Bring together all lines from the listing below that contain the string "sponsor".

- Opening Delimiter -

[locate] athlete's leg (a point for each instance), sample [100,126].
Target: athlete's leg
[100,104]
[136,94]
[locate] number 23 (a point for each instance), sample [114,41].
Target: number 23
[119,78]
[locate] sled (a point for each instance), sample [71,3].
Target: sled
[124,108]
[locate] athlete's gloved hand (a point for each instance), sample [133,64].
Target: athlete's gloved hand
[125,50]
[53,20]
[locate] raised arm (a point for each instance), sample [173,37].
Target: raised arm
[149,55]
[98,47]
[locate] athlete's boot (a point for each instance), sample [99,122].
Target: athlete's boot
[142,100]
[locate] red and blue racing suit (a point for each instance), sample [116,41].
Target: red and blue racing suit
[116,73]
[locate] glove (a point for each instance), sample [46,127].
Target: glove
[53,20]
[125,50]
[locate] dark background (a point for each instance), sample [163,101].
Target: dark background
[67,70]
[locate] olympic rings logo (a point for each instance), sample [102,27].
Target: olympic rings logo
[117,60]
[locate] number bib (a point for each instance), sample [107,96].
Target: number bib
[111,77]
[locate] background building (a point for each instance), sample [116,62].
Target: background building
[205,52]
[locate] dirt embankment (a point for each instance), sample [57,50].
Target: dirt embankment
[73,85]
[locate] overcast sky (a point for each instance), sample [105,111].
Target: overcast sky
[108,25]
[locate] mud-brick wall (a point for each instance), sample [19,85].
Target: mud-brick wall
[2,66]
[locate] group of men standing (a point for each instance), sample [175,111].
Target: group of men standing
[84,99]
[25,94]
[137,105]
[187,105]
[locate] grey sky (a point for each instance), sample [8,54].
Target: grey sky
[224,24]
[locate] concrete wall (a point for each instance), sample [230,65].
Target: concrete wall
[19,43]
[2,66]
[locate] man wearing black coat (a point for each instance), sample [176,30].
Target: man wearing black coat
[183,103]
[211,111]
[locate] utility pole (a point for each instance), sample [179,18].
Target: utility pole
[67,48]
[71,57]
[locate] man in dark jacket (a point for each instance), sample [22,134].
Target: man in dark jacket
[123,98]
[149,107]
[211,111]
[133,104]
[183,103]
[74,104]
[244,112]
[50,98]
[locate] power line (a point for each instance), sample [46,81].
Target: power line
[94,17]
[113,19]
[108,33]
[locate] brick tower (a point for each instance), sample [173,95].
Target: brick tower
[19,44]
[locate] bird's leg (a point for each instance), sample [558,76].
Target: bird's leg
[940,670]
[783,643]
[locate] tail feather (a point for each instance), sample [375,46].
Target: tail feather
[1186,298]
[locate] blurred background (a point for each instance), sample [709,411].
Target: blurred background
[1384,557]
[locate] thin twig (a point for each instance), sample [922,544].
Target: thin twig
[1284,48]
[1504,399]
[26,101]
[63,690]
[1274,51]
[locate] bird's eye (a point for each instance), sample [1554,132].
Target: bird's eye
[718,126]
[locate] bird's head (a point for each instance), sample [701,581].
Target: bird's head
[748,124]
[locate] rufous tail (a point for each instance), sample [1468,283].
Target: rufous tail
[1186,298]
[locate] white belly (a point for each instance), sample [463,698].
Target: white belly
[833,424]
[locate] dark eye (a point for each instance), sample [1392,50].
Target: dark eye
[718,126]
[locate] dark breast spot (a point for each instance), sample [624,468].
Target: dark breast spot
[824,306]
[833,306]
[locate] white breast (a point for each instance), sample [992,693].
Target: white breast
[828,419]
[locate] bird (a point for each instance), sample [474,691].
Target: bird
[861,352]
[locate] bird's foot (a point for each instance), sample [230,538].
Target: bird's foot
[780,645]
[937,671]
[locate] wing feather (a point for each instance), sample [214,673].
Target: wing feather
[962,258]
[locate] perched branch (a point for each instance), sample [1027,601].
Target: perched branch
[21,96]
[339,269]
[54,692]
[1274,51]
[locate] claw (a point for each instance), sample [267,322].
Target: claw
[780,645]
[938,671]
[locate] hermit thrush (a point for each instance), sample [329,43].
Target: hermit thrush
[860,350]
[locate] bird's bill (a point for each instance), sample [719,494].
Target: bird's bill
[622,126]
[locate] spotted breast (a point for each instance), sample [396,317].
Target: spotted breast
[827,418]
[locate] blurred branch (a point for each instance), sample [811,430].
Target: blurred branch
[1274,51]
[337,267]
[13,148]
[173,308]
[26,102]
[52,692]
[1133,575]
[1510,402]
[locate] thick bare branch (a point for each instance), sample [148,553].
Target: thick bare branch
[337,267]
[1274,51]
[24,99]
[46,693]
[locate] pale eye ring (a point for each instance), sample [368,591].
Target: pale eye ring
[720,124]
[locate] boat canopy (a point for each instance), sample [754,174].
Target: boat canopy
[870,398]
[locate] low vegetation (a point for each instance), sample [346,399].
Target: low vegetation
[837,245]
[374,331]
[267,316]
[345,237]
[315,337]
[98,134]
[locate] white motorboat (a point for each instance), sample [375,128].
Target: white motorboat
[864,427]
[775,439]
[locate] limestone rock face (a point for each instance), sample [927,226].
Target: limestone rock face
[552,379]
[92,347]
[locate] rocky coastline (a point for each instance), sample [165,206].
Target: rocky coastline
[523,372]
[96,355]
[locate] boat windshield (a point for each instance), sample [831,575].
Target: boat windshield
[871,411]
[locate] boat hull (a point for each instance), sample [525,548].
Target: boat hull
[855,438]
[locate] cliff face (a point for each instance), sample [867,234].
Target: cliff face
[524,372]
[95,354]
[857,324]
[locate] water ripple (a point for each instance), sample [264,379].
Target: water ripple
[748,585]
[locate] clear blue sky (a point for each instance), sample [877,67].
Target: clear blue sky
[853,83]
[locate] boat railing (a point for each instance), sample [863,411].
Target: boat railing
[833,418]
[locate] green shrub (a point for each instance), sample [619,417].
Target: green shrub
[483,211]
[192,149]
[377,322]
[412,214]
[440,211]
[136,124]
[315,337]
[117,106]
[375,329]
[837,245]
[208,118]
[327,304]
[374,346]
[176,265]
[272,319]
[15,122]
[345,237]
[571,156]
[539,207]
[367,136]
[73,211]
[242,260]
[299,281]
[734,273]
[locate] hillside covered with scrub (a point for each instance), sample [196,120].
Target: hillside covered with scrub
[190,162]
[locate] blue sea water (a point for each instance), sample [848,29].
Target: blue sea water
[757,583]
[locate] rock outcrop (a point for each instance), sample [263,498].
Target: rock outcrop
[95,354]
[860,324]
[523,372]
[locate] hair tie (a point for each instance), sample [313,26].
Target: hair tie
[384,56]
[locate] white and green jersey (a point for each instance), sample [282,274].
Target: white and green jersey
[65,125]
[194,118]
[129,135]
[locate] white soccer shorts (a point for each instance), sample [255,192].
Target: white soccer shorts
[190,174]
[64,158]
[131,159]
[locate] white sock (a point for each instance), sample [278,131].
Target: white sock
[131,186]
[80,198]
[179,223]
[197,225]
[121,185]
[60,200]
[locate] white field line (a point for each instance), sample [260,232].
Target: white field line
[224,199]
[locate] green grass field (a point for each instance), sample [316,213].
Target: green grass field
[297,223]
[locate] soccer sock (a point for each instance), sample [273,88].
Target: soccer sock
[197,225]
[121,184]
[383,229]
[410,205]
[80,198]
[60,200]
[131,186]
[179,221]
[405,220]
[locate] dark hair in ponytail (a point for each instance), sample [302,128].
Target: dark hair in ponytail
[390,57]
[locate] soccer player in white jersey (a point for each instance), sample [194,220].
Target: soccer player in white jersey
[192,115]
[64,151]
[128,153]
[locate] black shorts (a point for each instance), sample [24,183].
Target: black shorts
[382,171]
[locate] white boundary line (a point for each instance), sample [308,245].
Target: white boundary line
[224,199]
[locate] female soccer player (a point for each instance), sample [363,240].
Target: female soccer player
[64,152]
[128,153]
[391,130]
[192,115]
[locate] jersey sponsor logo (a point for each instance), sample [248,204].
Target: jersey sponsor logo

- Closing Delimiter -

OUTPUT OF THE TASK:
[locate] jersey sponsor logo (a point for each instance), sample [248,204].
Target: jersey sponsor logo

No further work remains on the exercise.